**TASK TO COMPLETE:** Tally the lines below that contain "grille" and reply with only the tally.

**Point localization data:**
________

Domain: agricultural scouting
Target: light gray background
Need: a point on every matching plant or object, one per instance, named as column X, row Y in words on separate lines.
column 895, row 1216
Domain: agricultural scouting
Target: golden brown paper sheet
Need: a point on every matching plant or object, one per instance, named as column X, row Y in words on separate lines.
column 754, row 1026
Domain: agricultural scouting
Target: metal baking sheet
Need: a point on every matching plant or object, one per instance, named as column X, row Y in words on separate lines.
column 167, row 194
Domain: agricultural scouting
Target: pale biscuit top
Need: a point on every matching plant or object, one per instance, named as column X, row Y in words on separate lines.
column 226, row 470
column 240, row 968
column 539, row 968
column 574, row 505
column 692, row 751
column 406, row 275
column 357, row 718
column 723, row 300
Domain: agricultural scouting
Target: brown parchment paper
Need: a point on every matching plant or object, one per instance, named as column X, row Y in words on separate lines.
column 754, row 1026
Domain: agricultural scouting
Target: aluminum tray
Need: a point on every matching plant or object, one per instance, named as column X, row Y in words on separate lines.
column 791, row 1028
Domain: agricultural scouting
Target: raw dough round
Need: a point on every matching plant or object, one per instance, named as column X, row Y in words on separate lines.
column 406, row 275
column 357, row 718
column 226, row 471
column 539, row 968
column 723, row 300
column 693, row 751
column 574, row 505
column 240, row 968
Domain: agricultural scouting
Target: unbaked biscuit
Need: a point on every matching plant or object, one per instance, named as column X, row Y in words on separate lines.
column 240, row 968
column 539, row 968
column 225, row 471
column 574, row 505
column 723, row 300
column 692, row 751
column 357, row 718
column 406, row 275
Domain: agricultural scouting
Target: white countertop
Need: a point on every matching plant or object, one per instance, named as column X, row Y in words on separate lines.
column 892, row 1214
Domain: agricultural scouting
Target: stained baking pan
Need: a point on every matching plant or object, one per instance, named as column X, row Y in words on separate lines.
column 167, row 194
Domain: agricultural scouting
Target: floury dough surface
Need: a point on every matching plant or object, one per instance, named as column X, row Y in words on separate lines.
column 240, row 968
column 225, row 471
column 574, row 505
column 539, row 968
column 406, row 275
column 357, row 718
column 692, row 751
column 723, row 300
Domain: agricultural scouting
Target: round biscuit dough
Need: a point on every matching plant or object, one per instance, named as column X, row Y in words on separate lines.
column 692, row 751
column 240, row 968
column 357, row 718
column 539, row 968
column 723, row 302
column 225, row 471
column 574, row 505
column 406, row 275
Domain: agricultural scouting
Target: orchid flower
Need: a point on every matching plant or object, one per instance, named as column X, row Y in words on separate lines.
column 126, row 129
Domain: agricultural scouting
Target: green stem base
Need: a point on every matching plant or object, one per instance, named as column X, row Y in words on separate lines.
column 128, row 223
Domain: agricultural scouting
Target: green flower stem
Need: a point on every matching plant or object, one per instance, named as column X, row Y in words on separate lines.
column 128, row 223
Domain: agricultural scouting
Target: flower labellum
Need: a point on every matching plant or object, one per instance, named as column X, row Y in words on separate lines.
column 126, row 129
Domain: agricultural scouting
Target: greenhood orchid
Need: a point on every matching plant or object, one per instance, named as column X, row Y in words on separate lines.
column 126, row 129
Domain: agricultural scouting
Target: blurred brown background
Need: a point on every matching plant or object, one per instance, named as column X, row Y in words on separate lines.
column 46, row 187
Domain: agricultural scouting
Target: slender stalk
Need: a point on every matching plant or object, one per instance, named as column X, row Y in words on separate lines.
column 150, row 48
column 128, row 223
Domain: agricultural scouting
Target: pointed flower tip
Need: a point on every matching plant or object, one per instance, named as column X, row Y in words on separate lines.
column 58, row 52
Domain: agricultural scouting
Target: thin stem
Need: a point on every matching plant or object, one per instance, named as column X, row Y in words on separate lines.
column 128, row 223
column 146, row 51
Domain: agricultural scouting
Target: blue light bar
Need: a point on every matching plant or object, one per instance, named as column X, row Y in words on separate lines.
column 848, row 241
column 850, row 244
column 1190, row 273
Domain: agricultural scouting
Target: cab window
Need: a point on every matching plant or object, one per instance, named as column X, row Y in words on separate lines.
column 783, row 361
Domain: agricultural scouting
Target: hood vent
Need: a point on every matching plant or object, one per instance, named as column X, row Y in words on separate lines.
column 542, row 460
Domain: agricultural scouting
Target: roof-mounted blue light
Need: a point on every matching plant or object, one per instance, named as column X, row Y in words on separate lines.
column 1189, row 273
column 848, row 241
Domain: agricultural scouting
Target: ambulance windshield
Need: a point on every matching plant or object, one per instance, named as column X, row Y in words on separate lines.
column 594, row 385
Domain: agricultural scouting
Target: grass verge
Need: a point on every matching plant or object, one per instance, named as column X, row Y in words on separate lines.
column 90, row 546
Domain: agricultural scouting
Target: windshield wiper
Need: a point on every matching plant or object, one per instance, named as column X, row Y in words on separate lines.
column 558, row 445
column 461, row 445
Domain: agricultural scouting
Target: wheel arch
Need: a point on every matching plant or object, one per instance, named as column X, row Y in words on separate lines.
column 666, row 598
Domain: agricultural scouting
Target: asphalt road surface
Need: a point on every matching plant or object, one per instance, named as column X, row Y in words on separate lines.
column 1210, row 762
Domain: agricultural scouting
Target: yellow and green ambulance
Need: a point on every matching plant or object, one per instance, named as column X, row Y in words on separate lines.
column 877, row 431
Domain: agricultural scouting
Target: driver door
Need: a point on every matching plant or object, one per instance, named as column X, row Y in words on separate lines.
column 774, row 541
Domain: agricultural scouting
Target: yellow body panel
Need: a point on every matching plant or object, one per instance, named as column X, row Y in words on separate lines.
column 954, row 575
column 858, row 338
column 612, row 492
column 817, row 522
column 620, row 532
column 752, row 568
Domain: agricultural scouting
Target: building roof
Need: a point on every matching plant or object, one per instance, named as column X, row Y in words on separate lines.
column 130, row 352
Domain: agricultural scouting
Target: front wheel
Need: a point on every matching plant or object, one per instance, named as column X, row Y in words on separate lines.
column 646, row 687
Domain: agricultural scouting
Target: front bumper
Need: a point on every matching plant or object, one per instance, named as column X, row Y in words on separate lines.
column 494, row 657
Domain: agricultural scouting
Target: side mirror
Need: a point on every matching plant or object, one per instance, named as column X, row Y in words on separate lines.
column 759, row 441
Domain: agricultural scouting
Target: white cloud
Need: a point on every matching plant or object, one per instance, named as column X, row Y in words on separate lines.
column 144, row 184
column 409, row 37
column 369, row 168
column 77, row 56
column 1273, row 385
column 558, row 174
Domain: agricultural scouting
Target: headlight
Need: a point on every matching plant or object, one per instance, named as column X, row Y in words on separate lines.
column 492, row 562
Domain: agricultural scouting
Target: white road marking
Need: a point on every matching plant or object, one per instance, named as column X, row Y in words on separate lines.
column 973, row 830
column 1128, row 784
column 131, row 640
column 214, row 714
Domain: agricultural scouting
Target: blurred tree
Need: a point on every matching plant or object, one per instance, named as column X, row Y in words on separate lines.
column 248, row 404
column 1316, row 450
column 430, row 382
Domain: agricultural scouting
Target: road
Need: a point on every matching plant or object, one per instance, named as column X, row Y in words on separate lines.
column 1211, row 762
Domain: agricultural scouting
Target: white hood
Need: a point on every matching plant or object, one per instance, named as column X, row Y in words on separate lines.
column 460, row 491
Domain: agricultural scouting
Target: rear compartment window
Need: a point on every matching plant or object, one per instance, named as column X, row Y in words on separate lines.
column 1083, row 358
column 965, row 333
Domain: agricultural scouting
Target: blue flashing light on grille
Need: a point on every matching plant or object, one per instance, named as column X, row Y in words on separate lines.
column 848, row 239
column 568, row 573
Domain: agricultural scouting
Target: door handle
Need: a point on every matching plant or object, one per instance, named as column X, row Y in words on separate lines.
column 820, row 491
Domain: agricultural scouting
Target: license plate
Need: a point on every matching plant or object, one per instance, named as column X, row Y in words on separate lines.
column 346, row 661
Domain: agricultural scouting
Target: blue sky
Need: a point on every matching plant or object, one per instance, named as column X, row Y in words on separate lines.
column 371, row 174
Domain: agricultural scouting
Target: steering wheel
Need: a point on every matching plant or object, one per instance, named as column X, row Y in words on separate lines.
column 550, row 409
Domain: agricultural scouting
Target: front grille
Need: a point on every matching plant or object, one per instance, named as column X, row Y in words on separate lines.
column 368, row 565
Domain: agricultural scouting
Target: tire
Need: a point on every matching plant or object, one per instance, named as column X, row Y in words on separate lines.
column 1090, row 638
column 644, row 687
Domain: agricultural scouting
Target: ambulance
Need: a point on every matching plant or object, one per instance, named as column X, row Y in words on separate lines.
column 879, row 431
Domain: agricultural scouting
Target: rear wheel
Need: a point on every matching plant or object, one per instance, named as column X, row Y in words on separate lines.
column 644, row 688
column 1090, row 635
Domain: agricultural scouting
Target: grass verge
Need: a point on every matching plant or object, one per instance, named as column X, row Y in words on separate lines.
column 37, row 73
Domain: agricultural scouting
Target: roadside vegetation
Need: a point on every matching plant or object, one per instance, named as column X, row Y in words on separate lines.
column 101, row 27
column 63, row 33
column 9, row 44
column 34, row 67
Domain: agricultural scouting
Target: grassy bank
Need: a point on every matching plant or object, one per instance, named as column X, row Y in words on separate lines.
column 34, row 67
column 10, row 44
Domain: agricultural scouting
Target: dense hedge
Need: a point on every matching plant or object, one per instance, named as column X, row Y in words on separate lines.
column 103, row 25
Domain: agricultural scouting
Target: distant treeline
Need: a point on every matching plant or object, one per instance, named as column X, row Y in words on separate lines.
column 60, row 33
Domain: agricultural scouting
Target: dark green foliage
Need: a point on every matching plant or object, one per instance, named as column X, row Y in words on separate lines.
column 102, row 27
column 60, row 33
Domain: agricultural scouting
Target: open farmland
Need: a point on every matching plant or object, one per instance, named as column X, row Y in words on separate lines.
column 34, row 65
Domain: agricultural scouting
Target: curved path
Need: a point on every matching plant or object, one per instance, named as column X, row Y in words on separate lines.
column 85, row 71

________

**EXERCISE SOLUTION:** 2